WHAT TO DO. With pictures omitted, copy exactly the lines from the one containing "of the gray" through the end of the records below.
= = = =
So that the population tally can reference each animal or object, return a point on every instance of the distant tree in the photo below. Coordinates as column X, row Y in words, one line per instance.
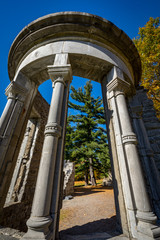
column 148, row 45
column 88, row 146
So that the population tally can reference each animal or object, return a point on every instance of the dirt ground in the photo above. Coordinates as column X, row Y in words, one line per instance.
column 91, row 210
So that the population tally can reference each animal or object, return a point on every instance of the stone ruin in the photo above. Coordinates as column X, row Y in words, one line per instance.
column 69, row 175
column 32, row 134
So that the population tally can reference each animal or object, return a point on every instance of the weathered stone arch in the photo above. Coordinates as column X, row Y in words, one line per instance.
column 58, row 46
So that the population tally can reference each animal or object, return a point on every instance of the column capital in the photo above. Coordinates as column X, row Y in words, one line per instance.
column 59, row 73
column 53, row 129
column 117, row 82
column 119, row 86
column 16, row 91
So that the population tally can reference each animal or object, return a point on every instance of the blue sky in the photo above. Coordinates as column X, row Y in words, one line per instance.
column 15, row 15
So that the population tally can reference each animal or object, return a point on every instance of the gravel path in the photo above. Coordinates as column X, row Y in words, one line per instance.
column 91, row 210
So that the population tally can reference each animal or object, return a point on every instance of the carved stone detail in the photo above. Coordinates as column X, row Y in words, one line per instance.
column 129, row 138
column 16, row 91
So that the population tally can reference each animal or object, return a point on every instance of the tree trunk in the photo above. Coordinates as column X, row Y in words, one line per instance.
column 86, row 177
column 93, row 180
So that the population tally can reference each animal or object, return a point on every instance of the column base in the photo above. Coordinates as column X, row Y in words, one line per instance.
column 147, row 228
column 38, row 228
column 148, row 231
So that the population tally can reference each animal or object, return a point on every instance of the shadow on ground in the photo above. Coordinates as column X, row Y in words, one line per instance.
column 80, row 191
column 104, row 225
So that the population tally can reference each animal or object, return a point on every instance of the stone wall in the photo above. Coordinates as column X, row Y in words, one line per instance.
column 18, row 204
column 147, row 128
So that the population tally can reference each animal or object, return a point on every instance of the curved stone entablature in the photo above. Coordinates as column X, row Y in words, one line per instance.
column 58, row 46
column 88, row 39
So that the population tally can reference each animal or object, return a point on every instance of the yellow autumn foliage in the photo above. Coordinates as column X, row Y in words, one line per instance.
column 148, row 45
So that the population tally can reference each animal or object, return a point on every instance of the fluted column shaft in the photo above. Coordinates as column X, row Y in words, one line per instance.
column 137, row 203
column 129, row 141
column 39, row 224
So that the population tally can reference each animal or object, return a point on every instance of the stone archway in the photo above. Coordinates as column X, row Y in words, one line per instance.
column 58, row 46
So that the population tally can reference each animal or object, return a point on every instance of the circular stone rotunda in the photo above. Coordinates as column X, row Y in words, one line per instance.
column 56, row 47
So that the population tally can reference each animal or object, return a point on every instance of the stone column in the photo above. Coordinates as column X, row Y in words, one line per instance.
column 146, row 154
column 56, row 198
column 146, row 219
column 40, row 220
column 21, row 92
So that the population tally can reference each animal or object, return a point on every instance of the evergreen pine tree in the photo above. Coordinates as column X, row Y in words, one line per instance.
column 86, row 141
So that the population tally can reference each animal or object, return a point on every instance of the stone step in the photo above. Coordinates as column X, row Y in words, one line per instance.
column 95, row 236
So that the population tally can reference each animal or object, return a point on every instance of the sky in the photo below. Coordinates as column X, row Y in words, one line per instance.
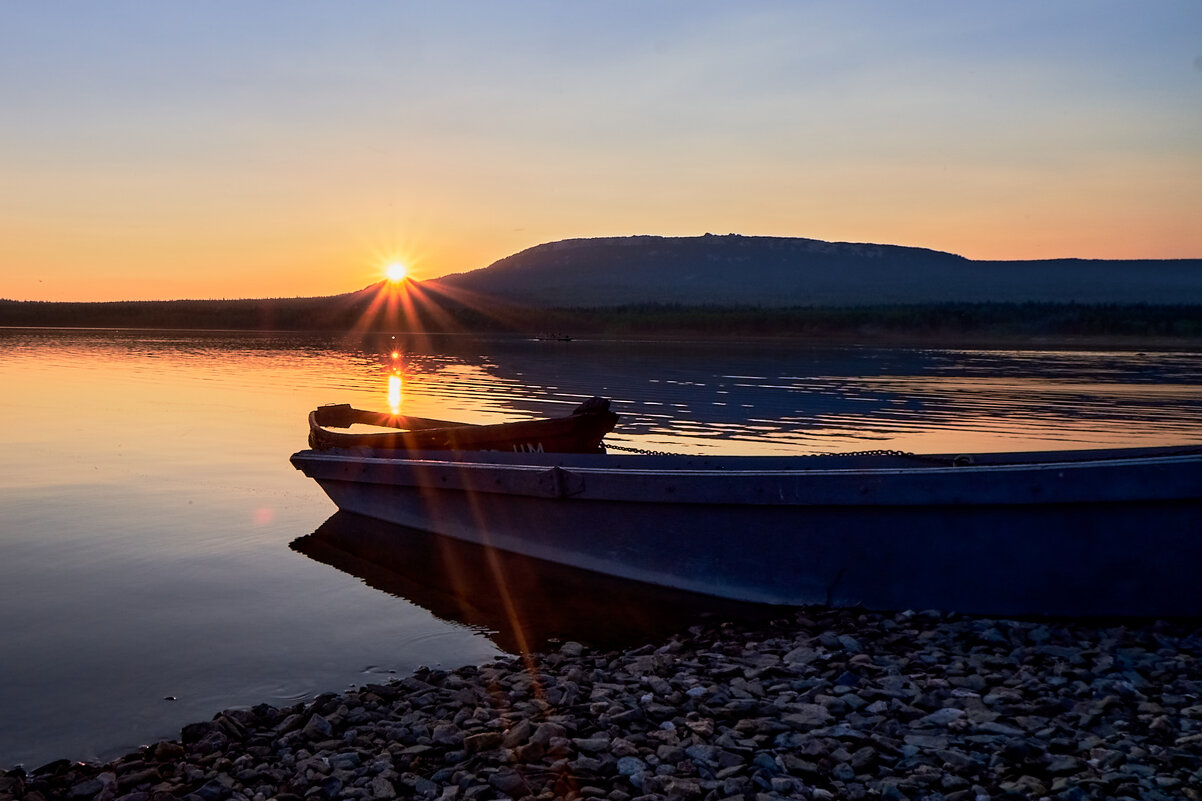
column 242, row 148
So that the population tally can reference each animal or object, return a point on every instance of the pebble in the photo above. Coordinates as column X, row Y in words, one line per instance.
column 817, row 705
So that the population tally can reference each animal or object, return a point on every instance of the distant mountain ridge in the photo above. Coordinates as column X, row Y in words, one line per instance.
column 737, row 270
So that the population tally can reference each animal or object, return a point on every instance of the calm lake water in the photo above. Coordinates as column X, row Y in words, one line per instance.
column 160, row 559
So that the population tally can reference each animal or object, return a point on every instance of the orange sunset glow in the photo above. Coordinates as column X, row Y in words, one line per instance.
column 1022, row 131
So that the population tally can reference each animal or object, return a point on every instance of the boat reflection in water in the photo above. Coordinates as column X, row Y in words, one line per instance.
column 521, row 603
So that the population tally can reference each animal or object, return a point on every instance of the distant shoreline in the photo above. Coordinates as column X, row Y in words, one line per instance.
column 879, row 339
column 983, row 325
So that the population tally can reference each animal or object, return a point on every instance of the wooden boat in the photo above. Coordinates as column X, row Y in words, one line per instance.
column 579, row 432
column 1063, row 533
column 522, row 604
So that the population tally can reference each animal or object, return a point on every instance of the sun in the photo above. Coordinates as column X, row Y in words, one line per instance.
column 396, row 272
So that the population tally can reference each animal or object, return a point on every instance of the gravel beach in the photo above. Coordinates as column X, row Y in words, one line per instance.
column 819, row 704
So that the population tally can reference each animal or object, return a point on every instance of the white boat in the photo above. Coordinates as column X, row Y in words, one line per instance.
column 1063, row 533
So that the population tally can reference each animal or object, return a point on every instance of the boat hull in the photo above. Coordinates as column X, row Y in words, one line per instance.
column 1094, row 537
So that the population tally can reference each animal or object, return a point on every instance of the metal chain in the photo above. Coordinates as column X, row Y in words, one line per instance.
column 637, row 450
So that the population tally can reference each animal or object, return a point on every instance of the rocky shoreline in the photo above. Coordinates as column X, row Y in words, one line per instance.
column 817, row 705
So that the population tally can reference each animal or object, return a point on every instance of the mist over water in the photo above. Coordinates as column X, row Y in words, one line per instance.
column 148, row 512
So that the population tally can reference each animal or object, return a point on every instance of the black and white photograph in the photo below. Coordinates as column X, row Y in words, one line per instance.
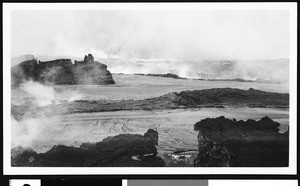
column 126, row 88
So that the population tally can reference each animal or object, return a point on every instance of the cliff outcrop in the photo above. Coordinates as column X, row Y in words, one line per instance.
column 124, row 150
column 62, row 72
column 224, row 142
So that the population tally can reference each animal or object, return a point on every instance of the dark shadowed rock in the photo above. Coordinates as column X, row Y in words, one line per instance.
column 124, row 150
column 168, row 75
column 226, row 142
column 63, row 72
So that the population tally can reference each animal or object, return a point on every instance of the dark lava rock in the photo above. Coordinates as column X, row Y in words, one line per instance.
column 224, row 142
column 124, row 150
column 63, row 72
column 168, row 75
column 232, row 96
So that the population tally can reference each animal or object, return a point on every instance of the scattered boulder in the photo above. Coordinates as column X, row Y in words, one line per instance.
column 124, row 150
column 230, row 143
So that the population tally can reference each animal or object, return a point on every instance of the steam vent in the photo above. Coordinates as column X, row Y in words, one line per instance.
column 63, row 72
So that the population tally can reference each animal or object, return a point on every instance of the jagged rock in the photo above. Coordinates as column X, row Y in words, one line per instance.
column 232, row 96
column 124, row 150
column 225, row 142
column 63, row 72
column 19, row 59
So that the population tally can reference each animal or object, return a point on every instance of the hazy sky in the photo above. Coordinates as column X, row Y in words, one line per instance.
column 185, row 34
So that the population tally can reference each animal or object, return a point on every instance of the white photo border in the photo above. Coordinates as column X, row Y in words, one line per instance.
column 9, row 170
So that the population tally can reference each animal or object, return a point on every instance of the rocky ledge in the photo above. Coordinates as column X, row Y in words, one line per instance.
column 217, row 97
column 230, row 143
column 62, row 72
column 124, row 150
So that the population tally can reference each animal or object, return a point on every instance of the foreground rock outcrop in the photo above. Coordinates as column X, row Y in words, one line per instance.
column 230, row 143
column 62, row 72
column 124, row 150
column 217, row 97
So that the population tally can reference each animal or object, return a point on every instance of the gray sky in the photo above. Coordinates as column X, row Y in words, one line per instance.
column 180, row 34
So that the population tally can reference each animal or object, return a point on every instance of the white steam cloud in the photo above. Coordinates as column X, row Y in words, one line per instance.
column 44, row 95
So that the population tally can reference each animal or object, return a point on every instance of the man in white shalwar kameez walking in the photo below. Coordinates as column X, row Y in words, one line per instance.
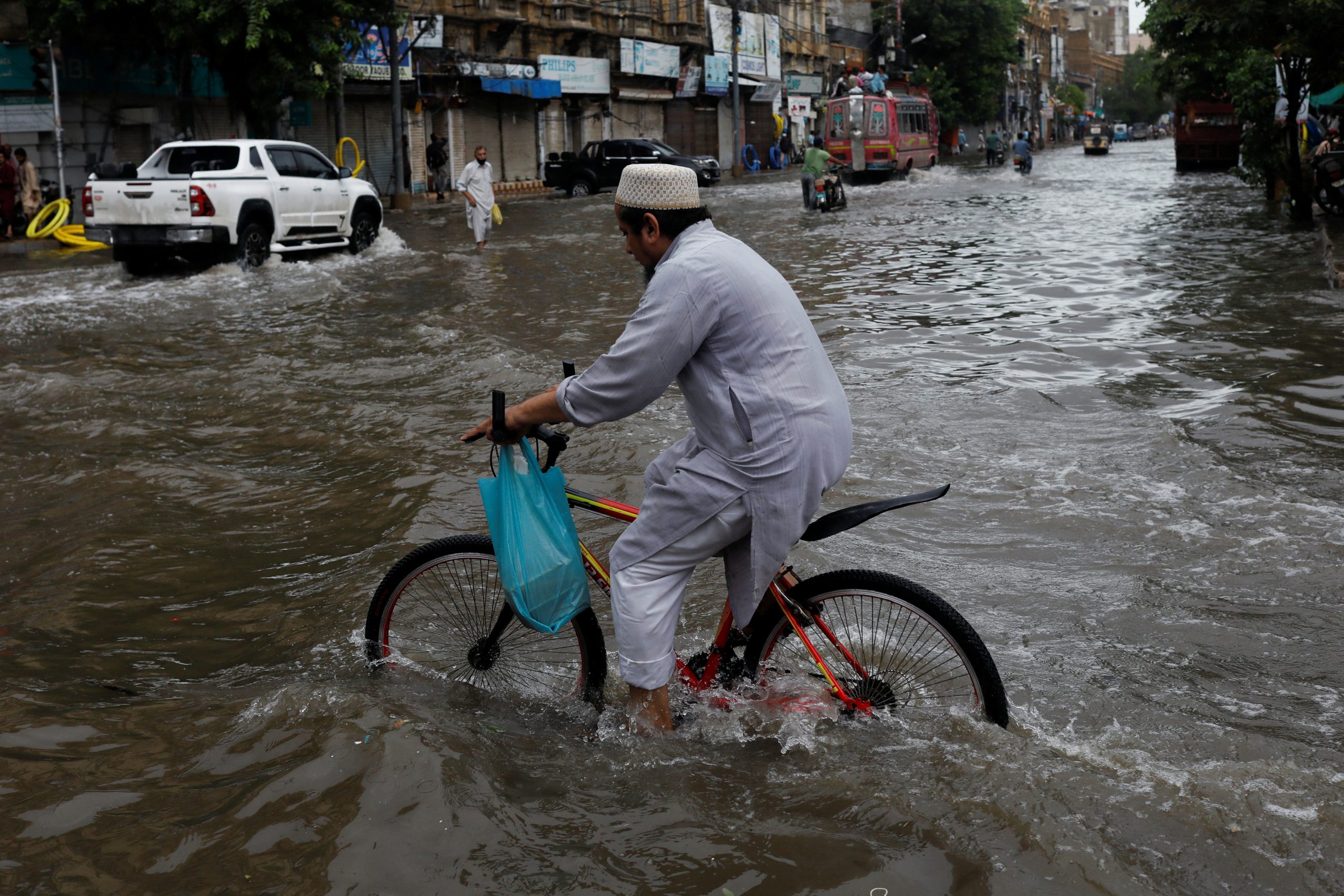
column 478, row 186
column 771, row 424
= = = =
TASK SOLUTION.
So that the population tally can reference each animal or object, return a point on every instance of the gray sky in the photo above. Coordinates as column X, row Y in words, one line per instance.
column 180, row 34
So that the population tally can reference each animal or object, return a point on every instance of the white steam cloud in the photo above. Coordinates as column X, row Y in words, one line per instance.
column 44, row 95
So that the population tally can reference each animal or object, return a point on every instance of the man in white shalwar kameez walking in the photo below. Coordinates as column X, row Y in words, one line per instance.
column 478, row 186
column 771, row 424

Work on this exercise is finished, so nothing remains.